--- START ---

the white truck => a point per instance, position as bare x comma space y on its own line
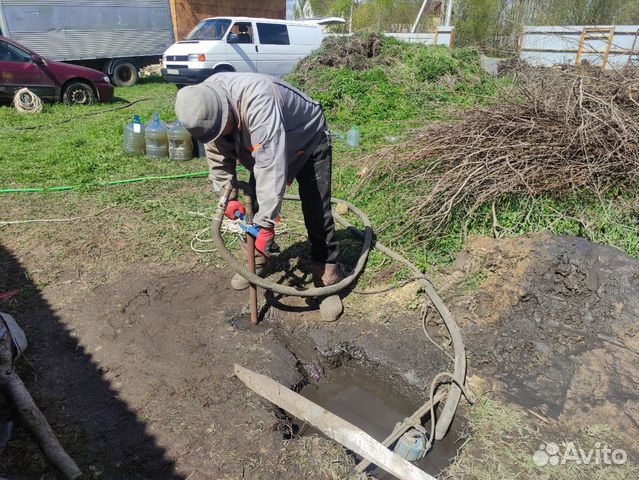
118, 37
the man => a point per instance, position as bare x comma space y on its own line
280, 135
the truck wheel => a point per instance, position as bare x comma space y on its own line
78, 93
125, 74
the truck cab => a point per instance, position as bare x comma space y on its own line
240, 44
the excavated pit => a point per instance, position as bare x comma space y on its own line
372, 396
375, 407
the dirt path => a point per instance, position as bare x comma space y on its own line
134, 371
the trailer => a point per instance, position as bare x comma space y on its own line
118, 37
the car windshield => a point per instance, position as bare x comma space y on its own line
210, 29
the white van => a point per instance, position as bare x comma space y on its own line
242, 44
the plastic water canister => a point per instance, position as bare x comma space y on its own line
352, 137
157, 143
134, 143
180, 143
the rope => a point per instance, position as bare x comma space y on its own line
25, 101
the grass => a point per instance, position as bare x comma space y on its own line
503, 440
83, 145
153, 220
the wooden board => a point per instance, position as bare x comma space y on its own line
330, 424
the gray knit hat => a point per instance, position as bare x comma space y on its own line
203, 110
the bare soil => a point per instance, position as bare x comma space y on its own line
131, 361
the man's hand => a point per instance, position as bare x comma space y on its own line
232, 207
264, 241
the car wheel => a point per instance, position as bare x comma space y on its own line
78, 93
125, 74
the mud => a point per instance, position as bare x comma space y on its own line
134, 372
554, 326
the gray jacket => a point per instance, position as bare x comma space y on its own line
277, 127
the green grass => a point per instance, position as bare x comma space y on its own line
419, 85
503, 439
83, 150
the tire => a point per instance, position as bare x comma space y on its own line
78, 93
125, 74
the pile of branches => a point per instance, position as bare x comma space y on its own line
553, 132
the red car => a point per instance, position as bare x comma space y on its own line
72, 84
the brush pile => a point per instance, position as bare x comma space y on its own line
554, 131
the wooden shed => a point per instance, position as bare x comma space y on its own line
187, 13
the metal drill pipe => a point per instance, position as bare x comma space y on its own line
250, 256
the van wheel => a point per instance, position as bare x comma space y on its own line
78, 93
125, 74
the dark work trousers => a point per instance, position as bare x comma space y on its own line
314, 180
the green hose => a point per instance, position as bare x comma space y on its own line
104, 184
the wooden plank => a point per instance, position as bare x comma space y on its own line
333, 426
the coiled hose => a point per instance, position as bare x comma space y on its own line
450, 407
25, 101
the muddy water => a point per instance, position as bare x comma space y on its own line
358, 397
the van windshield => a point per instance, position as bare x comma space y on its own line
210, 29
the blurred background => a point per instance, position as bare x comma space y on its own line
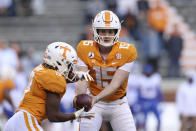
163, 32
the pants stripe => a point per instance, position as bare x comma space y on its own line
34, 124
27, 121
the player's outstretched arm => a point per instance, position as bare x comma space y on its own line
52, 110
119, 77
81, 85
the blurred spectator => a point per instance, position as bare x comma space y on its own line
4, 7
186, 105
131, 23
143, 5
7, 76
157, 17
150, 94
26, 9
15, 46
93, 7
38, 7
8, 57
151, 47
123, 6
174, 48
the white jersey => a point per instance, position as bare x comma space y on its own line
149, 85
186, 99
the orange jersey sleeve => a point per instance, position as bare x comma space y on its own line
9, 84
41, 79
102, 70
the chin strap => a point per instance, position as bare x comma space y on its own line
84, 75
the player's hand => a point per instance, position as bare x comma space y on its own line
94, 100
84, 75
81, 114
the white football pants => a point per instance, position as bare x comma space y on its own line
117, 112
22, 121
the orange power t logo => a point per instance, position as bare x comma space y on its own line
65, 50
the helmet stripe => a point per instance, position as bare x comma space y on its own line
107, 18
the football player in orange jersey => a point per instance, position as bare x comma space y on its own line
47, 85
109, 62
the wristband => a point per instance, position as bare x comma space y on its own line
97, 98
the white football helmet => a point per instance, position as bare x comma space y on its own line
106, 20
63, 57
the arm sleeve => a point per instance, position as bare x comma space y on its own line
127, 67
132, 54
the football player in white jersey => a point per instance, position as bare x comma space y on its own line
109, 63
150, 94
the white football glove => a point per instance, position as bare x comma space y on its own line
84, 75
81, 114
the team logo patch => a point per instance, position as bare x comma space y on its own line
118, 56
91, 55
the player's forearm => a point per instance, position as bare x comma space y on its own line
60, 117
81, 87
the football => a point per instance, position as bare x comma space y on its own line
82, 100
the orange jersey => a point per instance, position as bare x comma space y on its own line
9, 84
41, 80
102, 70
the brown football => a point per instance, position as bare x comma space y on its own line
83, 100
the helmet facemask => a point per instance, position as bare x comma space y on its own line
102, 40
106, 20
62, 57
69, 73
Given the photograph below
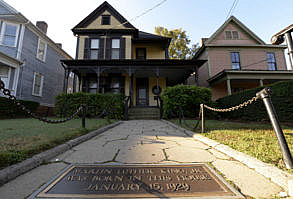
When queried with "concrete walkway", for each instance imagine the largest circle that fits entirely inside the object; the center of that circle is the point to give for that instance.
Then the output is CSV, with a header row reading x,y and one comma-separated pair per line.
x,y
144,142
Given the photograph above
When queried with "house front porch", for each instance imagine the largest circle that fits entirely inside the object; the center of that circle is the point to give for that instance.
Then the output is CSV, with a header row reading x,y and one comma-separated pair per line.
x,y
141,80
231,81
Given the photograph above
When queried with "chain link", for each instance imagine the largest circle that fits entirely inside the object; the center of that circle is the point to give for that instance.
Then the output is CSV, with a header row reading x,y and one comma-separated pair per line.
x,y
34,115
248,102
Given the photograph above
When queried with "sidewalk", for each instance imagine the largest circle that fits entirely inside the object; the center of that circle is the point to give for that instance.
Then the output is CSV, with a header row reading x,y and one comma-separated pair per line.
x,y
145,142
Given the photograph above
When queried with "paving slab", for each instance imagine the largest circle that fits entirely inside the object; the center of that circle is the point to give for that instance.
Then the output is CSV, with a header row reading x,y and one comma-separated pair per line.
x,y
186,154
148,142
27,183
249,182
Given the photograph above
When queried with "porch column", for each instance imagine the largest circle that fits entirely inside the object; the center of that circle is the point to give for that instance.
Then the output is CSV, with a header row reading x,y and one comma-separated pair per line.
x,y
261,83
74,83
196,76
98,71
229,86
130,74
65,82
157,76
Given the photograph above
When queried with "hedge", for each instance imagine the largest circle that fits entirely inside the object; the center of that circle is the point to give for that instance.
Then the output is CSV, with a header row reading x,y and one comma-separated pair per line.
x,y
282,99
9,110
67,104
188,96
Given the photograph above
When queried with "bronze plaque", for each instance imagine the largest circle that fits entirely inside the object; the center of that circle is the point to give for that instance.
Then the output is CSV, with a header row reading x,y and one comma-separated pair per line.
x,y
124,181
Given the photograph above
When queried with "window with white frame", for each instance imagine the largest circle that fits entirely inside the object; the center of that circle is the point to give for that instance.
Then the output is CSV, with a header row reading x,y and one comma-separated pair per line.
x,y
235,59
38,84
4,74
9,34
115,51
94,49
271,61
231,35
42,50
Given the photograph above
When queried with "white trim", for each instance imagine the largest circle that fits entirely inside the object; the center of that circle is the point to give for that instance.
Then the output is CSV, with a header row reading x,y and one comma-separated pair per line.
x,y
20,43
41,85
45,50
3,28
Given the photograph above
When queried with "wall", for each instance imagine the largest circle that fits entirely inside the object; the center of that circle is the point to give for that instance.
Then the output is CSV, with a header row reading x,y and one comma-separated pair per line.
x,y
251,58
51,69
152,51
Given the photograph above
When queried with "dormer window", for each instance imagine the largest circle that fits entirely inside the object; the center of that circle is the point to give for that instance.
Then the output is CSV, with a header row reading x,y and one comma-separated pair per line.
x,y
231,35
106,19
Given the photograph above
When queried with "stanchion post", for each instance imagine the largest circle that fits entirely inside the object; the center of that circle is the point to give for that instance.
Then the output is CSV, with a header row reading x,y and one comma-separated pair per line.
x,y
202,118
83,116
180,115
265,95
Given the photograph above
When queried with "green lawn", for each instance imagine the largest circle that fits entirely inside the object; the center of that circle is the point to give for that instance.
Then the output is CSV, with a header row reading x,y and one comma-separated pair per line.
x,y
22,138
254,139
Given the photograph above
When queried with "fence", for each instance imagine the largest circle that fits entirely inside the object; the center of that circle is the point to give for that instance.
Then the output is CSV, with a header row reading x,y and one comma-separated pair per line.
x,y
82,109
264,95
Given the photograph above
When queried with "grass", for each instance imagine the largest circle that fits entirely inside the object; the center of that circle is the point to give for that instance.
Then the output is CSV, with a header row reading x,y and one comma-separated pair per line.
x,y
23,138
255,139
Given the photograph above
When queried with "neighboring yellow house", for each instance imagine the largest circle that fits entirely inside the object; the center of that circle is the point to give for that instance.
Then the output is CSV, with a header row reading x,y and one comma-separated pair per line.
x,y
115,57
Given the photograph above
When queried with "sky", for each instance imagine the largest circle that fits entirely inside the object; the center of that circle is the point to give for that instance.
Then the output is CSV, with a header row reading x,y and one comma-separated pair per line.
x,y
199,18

--- END ---

• [YOUR OBJECTIVE] Where in the entries above does the word "porch" appear? Copy each line that has it.

• [WRITTEN SOLUTION]
When queried with "house front porch", for each instance imagine the largest circle that fits entirely inside the object; the center of that circle is the point to give for that instance.
When queried with "porch column", for each instance imagine the largest circle that fits entirely inside the object; the center of that circle is the point to give for that instance.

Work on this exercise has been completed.